>>

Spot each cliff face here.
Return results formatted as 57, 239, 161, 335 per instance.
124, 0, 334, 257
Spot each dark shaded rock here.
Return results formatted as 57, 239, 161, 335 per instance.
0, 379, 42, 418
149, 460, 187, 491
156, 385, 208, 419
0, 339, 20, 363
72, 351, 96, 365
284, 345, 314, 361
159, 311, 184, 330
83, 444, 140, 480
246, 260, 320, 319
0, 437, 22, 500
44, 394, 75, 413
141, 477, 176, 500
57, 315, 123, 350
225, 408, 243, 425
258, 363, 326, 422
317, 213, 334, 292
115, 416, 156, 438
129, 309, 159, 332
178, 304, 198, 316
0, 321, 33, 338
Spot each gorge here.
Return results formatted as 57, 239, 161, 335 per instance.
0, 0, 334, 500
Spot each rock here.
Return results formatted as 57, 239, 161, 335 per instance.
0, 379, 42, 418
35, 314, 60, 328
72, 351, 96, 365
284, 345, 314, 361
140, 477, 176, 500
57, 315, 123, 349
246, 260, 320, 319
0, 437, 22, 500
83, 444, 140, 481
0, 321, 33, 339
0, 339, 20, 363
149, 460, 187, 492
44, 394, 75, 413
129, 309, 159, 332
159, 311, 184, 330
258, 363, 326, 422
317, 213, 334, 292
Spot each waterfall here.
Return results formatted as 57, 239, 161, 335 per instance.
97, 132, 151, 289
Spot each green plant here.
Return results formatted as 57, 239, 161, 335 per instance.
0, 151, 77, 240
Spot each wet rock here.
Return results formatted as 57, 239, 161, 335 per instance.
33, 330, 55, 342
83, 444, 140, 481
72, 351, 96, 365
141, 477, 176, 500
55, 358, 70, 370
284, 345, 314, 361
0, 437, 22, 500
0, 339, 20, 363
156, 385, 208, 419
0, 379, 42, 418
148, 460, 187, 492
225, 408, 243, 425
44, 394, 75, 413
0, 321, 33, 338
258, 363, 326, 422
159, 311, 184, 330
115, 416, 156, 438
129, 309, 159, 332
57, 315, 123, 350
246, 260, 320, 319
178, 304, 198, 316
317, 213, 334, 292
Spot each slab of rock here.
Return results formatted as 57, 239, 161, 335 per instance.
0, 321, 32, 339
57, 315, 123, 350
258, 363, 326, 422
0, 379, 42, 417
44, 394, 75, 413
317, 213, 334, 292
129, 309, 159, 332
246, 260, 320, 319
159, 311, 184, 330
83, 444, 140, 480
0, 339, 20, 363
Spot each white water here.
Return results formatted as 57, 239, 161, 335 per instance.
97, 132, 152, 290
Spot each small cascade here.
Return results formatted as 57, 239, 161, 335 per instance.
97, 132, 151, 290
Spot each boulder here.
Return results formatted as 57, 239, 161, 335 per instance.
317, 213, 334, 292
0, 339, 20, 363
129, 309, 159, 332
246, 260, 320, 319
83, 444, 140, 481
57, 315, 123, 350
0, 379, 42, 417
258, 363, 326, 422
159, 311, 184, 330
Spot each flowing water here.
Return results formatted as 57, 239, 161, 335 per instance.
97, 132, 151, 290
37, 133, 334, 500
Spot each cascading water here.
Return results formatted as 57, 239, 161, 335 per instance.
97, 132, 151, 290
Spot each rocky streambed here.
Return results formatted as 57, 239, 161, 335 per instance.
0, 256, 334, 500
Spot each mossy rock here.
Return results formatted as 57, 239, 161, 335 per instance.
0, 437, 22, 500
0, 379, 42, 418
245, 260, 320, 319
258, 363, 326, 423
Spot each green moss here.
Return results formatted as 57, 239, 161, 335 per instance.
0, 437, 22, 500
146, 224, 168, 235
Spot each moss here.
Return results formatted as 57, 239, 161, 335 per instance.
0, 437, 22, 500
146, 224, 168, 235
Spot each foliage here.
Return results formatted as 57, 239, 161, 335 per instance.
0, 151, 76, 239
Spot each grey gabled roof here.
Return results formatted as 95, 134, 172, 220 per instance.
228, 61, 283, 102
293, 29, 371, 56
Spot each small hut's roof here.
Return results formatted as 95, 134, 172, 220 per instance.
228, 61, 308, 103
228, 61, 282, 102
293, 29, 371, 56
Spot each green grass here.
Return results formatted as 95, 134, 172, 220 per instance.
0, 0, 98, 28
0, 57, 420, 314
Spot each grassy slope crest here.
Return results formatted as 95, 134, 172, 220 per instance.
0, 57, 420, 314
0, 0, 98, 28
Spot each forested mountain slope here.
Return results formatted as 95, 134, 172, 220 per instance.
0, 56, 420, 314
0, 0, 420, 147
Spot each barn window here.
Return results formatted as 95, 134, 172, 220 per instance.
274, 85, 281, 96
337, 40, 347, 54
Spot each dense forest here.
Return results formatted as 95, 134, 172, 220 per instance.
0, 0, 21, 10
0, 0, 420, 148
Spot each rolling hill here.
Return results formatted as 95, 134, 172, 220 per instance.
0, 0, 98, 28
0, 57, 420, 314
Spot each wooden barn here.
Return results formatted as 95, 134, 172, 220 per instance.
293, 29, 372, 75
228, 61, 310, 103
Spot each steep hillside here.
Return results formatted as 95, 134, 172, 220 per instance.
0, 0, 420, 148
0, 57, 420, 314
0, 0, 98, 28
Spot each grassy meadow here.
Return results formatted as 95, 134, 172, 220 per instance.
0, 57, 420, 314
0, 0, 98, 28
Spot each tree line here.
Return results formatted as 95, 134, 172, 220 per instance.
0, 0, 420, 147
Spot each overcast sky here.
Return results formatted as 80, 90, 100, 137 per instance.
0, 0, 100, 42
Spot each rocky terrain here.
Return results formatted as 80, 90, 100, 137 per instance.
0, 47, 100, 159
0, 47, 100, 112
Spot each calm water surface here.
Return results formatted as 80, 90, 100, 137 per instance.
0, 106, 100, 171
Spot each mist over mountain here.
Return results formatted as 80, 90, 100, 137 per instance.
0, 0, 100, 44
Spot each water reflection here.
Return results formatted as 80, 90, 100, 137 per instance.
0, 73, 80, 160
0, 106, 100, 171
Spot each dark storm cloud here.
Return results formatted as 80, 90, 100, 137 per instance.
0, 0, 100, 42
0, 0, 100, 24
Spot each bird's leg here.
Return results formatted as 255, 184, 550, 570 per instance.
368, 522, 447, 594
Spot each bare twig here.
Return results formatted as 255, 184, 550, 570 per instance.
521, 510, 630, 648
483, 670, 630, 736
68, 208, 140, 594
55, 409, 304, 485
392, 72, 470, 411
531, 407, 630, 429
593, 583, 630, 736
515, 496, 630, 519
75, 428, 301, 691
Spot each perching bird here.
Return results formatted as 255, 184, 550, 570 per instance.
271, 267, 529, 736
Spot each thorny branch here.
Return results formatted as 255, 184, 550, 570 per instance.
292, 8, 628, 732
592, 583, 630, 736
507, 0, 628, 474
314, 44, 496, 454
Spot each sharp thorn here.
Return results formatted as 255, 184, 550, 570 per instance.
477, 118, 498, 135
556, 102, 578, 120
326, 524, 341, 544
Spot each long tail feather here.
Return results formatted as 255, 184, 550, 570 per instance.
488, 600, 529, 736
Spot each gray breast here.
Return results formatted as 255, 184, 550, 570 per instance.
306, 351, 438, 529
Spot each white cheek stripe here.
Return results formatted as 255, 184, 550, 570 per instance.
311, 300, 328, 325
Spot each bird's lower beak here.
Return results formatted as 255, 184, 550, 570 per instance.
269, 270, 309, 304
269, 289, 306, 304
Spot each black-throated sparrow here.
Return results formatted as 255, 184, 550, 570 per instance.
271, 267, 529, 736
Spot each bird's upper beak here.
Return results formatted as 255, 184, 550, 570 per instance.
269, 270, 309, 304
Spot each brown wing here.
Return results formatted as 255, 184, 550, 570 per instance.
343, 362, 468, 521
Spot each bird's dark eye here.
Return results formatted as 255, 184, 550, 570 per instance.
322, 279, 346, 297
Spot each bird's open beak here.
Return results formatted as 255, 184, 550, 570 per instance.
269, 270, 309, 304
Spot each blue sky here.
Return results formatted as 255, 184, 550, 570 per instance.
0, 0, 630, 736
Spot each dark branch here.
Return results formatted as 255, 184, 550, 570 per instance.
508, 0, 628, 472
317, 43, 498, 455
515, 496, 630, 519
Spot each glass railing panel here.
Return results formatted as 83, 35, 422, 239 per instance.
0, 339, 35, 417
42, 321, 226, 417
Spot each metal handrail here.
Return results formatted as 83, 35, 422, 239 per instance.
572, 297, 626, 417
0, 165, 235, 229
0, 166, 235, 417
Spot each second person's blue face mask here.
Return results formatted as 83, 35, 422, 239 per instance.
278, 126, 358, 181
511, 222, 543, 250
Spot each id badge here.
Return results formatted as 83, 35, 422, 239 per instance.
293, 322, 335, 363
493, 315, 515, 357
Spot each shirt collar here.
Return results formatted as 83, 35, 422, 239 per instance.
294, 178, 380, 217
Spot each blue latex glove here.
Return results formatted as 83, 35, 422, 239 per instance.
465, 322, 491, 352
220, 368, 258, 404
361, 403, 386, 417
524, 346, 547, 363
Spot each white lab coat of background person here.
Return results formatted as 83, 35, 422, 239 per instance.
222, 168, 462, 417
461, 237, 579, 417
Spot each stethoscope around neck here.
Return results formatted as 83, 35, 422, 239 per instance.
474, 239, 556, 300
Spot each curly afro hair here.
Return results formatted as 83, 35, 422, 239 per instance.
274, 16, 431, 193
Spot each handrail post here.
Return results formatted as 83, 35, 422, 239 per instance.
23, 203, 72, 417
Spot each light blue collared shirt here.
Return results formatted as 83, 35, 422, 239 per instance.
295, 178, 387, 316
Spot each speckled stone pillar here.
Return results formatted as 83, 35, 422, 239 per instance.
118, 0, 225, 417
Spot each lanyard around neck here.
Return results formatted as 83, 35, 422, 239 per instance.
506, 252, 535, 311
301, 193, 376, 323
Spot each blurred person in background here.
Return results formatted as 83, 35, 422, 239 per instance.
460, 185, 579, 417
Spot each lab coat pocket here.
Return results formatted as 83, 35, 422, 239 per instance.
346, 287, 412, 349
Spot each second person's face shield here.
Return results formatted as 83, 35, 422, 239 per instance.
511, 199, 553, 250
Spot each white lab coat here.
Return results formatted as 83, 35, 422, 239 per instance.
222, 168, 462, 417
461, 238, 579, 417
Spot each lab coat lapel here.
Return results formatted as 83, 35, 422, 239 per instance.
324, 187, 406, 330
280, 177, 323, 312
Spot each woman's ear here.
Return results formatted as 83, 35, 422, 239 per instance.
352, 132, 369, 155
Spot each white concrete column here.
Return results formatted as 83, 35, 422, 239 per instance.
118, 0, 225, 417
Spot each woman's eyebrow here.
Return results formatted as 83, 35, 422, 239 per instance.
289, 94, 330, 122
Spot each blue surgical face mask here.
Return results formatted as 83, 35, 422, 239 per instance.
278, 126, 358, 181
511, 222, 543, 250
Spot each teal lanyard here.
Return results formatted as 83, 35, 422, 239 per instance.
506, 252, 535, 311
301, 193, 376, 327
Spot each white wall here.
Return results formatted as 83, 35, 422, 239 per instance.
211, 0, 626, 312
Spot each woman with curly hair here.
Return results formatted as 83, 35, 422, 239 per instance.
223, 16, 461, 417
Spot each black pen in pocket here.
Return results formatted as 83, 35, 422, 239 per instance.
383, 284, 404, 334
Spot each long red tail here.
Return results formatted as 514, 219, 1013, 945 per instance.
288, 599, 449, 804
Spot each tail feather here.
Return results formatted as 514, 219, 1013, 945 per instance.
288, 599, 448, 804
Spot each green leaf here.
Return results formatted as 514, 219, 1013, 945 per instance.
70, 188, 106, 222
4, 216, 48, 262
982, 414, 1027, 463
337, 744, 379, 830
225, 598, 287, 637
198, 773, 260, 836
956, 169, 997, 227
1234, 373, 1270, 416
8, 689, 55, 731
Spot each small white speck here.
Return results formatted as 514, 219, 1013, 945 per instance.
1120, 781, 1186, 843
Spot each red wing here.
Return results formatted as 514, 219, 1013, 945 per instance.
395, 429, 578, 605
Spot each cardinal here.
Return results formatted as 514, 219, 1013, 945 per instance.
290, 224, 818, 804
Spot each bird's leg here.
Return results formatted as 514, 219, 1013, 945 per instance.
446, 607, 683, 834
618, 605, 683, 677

<<

Instructions to follow
Please arrange the lines of the listing above as a Markdown table with the columns "Row" and "Line", starting with the line that contains "Spot each curly afro hair here." and going on through the line that contains "461, 238, 579, 417". Number each row and leave out any blank lines.

Answer below
| Row | Line |
|---|---|
| 1 | Spot each curly afro hair here. |
| 2 | Return results formatted as 83, 35, 422, 239 per instance. |
| 3 | 274, 16, 431, 193 |
| 4 | Spot each handrail post here. |
| 5 | Return results formatted as 83, 35, 422, 239 per instance. |
| 6 | 23, 203, 72, 417 |
| 7 | Spot each light blue collared shirt here. |
| 8 | Return results formatted as 83, 35, 422, 239 per instance. |
| 9 | 295, 178, 387, 316 |
| 10 | Spot each speckled stone pillar here. |
| 11 | Return results formatted as 83, 35, 422, 239 per instance. |
| 12 | 118, 0, 225, 417 |
| 13 | Spot each lanyard around neck here. |
| 14 | Return results formatted as 83, 35, 422, 239 per instance. |
| 15 | 506, 252, 535, 311 |
| 16 | 301, 193, 376, 323 |
| 17 | Spot each blurred person in background here. |
| 18 | Return results formatted as 83, 35, 422, 239 per instance. |
| 19 | 460, 185, 579, 417 |
| 20 | Spot each lab coat pocket here. |
| 21 | Return results formatted as 83, 35, 422, 239 per instance. |
| 22 | 346, 287, 412, 349 |
| 23 | Spot each second person's face shield here. |
| 24 | Return results formatted as 83, 35, 422, 239 per instance. |
| 25 | 511, 199, 553, 250 |
| 26 | Spot each white lab coat here. |
| 27 | Return results formatted as 83, 35, 422, 239 per instance. |
| 28 | 222, 168, 462, 417 |
| 29 | 461, 238, 579, 417 |